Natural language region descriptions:

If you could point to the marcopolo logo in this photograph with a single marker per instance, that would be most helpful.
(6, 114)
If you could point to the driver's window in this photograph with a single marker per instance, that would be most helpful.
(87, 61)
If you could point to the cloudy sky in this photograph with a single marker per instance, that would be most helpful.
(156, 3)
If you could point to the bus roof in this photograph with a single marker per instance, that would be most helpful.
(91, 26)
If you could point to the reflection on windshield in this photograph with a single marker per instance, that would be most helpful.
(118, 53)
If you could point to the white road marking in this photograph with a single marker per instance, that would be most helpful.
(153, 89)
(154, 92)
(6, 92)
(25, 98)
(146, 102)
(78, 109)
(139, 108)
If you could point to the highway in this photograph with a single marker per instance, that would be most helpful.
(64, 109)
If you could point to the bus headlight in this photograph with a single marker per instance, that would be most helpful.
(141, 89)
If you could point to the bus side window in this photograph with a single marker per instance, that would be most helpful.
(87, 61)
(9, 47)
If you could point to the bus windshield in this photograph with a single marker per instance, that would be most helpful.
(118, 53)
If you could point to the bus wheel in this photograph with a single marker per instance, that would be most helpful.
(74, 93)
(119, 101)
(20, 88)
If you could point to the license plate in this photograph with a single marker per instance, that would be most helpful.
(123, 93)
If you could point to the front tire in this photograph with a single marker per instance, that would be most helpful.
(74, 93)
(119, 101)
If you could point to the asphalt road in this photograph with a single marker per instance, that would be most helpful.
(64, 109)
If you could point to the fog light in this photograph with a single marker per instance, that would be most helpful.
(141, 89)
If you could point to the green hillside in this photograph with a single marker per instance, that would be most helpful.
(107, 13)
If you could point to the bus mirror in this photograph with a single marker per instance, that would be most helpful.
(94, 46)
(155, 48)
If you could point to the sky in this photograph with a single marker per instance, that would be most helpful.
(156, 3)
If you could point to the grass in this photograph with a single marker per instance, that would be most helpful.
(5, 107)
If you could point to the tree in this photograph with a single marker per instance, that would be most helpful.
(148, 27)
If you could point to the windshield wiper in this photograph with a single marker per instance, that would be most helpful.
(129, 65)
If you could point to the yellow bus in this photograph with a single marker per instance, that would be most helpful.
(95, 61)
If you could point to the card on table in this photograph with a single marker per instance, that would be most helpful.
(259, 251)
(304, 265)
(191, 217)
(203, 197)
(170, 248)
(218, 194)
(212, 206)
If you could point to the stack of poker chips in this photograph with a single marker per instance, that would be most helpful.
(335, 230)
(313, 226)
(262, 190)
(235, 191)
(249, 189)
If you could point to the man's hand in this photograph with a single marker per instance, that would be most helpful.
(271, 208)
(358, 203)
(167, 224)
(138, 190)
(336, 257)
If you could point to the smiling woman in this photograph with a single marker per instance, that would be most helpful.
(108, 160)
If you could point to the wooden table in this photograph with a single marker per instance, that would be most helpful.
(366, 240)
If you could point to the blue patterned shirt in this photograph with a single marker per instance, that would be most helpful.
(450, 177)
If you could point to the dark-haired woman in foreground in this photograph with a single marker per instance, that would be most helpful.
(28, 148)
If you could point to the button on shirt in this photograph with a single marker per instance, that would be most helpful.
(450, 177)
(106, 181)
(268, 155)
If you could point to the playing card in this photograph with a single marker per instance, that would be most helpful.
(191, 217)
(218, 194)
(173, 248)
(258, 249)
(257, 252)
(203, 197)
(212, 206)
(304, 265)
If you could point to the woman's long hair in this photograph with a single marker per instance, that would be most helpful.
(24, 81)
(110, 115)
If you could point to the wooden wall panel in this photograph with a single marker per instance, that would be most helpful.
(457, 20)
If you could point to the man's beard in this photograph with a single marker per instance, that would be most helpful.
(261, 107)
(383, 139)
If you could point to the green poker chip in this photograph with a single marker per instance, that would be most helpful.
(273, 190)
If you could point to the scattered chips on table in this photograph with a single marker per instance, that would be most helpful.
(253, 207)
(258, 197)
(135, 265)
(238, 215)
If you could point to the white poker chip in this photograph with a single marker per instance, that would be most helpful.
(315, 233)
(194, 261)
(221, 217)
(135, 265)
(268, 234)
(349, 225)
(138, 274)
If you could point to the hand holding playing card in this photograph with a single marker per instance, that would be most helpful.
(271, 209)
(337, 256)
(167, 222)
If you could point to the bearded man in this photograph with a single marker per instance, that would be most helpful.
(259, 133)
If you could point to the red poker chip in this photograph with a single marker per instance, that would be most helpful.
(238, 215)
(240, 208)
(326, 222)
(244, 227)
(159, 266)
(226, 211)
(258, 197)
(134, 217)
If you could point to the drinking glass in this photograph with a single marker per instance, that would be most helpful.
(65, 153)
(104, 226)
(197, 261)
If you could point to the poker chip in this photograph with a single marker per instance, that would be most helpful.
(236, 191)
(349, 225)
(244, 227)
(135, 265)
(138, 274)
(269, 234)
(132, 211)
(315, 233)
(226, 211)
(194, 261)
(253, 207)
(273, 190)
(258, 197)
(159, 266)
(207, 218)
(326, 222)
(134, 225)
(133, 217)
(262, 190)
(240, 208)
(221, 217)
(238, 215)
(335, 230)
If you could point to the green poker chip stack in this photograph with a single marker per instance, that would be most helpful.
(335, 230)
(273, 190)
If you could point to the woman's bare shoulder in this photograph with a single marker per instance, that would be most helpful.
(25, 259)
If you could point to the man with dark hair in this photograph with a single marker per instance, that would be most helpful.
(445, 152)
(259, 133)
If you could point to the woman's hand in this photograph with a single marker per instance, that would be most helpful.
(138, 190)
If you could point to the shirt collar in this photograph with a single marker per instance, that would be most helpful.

WORK TO BE COMPLETED:
All records above need to be set down again exactly as written.

YOUR RESPONSE:
If you could point to the marcopolo logo in this photograph with a single marker per instance, that would be most helpful.
(6, 114)
If you could point to the driver's window in this photograph with a single marker per instance, that would be most helpful.
(87, 61)
If you could point to the cloudy sky in this photograph with a single marker per instance, that would be most helpful.
(156, 3)
If you could point to the bus roof in this photograph with a single marker per instance, that would be most helpful.
(91, 26)
If you could point to the reflection on windshield in this photograph with a single marker per instance, that would be most helpful.
(118, 53)
If you could point to the white road marking in this photograph with a single marker per instance, that would be most helpful.
(153, 89)
(154, 92)
(6, 92)
(25, 98)
(146, 102)
(78, 109)
(139, 108)
If you could point to the highway in this photograph with a single marker per instance, that would be most helpful.
(64, 109)
If you could point to the bus headlight in this photograph with a single marker per instance, that would be most helpful.
(141, 89)
If you could point to the bus side window in this photograph with a single marker per instance, that would be most helpful.
(87, 61)
(9, 47)
If you could point to the bus windshield in this photograph with a single marker per instance, that would be most helpful.
(118, 53)
If you could point to the bus wheel in this photograph with a single marker per instance, that would be most helpful.
(74, 93)
(119, 101)
(20, 88)
If you could point to the license plate in this photograph with a single marker per instance, that would be most helpful.
(123, 93)
If you could point to the front tire in this photograph with a single marker per instance, that would be most helpful.
(74, 93)
(119, 101)
If you could point to the asphalt road in this photograph with a single marker per instance, that would be most helpful.
(64, 109)
If you could point to the fog light in this photograph with a single marker per instance, that would be most helpful.
(141, 89)
If you could point to the green hillside in this photograph with a single marker per instance, that would be most helpful.
(107, 13)
If you could point to the bus mirror in this photograph with a single marker per instance, that would be most helpful.
(94, 46)
(155, 48)
If you could point to the sky in this photograph with a single marker per instance, that would be most helpful.
(156, 3)
If you could point to the grass in this photograph with a single marker per instance, that would be most helpful.
(5, 107)
If you could point to the tree in this photograph with a single marker per instance, that would be most helpful.
(148, 27)
If you could point to the windshield wiper in this photograph with a single marker per instance, that would be most helpful.
(129, 65)
If you could point to the yellow bus in this photograph with a single marker per instance, that would be most helpful.
(95, 61)
If you could point to the card on table in this photograph with a single marker per instance, that would be most helpful.
(259, 251)
(304, 265)
(191, 217)
(203, 197)
(170, 248)
(218, 194)
(212, 206)
If you could point to the stack of poker chips in this photograph with a single marker per instance, that would be most helpful.
(335, 230)
(313, 226)
(262, 190)
(235, 191)
(249, 189)
If you could point to the man's hand in this photograph with a single marker per instance, that would be most helpful.
(271, 208)
(358, 203)
(167, 224)
(138, 190)
(336, 257)
If you could point to the smiling woman in this photograph with a single marker per instance, that would be most helpful.
(108, 160)
If you could point to the wooden table in this photograph with a single marker per instance, that would be most helpful.
(366, 240)
If you could point to the blue patterned shirt in this photograph with a single marker per instance, that would be most helpful.
(450, 177)
If you could point to the dark-haired woman in foreground in this photograph with a single marker per instance, that would be most helpful.
(28, 148)
If you could point to the button on shirt in this photograph with a single marker per instance, that would be most helpful.
(450, 177)
(106, 181)
(268, 155)
If you could point to the playing card in this photograph with a single marker per instance, that would be most helpful.
(191, 217)
(218, 194)
(173, 248)
(258, 249)
(257, 252)
(203, 197)
(212, 206)
(304, 265)
If you could point to the woman's long hair in this photograph with a single marker per instance, that would be most helpful.
(24, 81)
(110, 115)
If you could point to the wooden wall panel in this photograph with a single marker per instance, that would be most helpful.
(457, 20)
If you could point to the man's beard in this photograph with a single marker per instance, that would be most helpful.
(261, 107)
(383, 139)
If you could point to the green poker chip in this photograph with a single marker per instance, that would be most helpful.
(273, 190)
If you could point to the scattered chips on table in this photograph with a single marker per instance, that would be most helpful.
(253, 207)
(258, 197)
(135, 265)
(238, 215)
If you could point to the white poker chip in this photograph with a single marker per instance, that would be most helpful.
(315, 233)
(194, 261)
(221, 217)
(135, 265)
(268, 234)
(349, 225)
(138, 274)
If you could point to the hand holding playing card in this photograph with a single marker per instance, that would be most helpful.
(271, 209)
(337, 256)
(167, 222)
If you could point to the bearded man in this photograph with a single marker per instance, that would be most helpful.
(259, 133)
If you could point to the red poker chip in this photograph with a single marker per instance, that would be most helpful.
(238, 215)
(240, 208)
(326, 222)
(244, 227)
(159, 266)
(226, 211)
(258, 197)
(134, 217)
If you could point to the drinking glass in this photograph with a single marker per instance, that would be most helpful.
(65, 153)
(104, 226)
(197, 261)
If you could point to the poker chip in this photograph with a single marker per instance, that would be most helpful.
(236, 191)
(349, 225)
(244, 227)
(135, 265)
(138, 274)
(269, 234)
(132, 211)
(315, 233)
(226, 211)
(194, 261)
(253, 207)
(273, 190)
(258, 197)
(159, 266)
(207, 218)
(326, 222)
(134, 225)
(133, 217)
(262, 190)
(240, 208)
(221, 217)
(238, 215)
(335, 230)
If you could point to the green poker chip stack in this photograph with a single marker per instance, that would be most helpful.
(335, 230)
(273, 190)
If you could point to the woman's bare shoulder in this photograph with a single marker per instance, that would be most helpful.
(25, 259)
If you could point to the man with dark hair in this photograph with a single marker per instance, that would be most helpful.
(445, 152)
(259, 133)
If you could point to the woman's hand in this photograph with a single marker per instance, that would be most helpful.
(138, 190)
If you could point to the shirt collar in this photograph with a single marker per instance, that would be most helpful.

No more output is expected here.